◆ EXERCISE ◆
The entries that follow should be duplicated in full, without a single alteration.

Recorded data:

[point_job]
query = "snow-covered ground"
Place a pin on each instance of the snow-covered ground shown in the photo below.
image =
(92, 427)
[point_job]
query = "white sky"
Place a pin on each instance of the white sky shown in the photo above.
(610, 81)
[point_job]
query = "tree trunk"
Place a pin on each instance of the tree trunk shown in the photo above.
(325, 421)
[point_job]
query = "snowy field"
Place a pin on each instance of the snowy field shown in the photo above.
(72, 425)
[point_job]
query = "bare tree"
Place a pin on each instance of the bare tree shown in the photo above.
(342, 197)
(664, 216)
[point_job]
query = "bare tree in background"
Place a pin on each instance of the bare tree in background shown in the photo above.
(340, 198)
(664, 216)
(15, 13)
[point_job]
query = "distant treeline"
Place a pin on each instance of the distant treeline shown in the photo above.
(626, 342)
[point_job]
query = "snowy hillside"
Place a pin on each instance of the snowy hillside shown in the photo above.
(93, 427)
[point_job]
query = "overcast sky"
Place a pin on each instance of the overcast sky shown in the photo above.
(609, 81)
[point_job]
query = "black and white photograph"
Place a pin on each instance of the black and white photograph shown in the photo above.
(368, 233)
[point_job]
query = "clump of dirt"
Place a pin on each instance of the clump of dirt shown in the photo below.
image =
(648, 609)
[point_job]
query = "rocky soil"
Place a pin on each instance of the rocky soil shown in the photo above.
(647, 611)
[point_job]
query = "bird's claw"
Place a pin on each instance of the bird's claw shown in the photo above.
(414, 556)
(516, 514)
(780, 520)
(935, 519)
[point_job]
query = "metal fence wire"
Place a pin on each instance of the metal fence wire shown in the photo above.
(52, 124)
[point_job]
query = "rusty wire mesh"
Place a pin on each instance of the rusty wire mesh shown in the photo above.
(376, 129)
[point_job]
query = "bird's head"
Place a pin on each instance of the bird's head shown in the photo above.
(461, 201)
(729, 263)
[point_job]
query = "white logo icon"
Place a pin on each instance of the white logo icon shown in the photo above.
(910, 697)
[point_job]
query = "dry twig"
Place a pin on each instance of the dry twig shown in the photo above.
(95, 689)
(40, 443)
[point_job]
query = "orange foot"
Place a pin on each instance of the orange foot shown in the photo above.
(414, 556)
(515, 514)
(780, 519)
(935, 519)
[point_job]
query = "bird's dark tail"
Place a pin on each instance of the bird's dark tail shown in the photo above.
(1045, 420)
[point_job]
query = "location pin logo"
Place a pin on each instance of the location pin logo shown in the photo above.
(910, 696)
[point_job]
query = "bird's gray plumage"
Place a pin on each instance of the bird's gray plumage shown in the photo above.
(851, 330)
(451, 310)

◆ RESPONSE BOX ◆
[point_job]
query = "snow-covered ground"
Place a pin on each instance of the snow-covered ground shown in the photo below.
image =
(92, 427)
[point_job]
query = "white sky"
Place a pin on each instance of the white sky shown in the photo above.
(610, 81)
[point_job]
query = "tree trunk"
Place a pin on each instance of the tree trunk shown in the photo above.
(325, 421)
[point_job]
query = "snowy field"
Place a pin on each instance of the snowy field shown in the photo above.
(72, 425)
[point_job]
query = "bare tree"
Place a pin on each instance of the bare tree shown in the photo above.
(342, 197)
(664, 216)
[point_job]
query = "bare tree in background"
Place a pin on each instance of the bare tree in background shown in the photo above.
(340, 198)
(664, 216)
(15, 13)
[point_job]
query = "distant treeline"
Place a pin on each instance of the distant treeline shown in the photo above.
(626, 342)
[point_job]
query = "snowy hillside"
Place a pin on each instance of the snowy hillside shown in the photo above.
(93, 427)
[point_job]
query = "overcast sky"
Place a pin on each instance of the overcast sky shown in the photo above.
(609, 81)
[point_job]
query = "black and white photograph"
Place a pin on each instance of the black and white photograph shown in the photo above.
(368, 233)
[point_job]
query = "clump of dirt"
Place a pin on each instance of the clump of dirt shown in the photo below.
image =
(648, 609)
[point_job]
query = "rocky soil"
Place a pin on each instance of the rocky soil shown in the photo above.
(647, 611)
[point_job]
query = "bird's claw"
Place a pin on each instance of the bird's claw shown in the photo above.
(414, 556)
(516, 514)
(780, 520)
(935, 519)
[point_job]
query = "metal fence wire"
Place a pin on each instance of the metal fence wire shown in the photo above.
(52, 124)
[point_job]
query = "rusty wire mesh"
Place a pin on each instance of the rusty wire mesh shown in the photo above.
(376, 129)
[point_job]
query = "bird's head"
Place a pin on each instance of the bird's head shown in the photo above.
(461, 201)
(729, 263)
[point_job]
query = "white logo icon"
Place a pin on each instance of the white logo icon shown in the photo above.
(910, 697)
[point_job]
query = "dry twig"
Place a pin on each instance of the dry twig shown in the photo above.
(95, 689)
(40, 443)
[point_job]
query = "orange foot"
Place a pin on each instance of the orange foot shown in the photo above.
(414, 556)
(515, 514)
(780, 519)
(935, 519)
[point_job]
query = "bird's dark tail"
Place a pin on each instance of the bird's dark tail shown in the photo above.
(1045, 420)
[point_job]
query = "location pin logo"
Place a pin on each instance of the location pin logo shown in the photo above.
(910, 696)
[point_job]
query = "bird's gray plumage"
Place a pin on each instance of the bird's gray plumage shown in the photo above.
(851, 330)
(451, 310)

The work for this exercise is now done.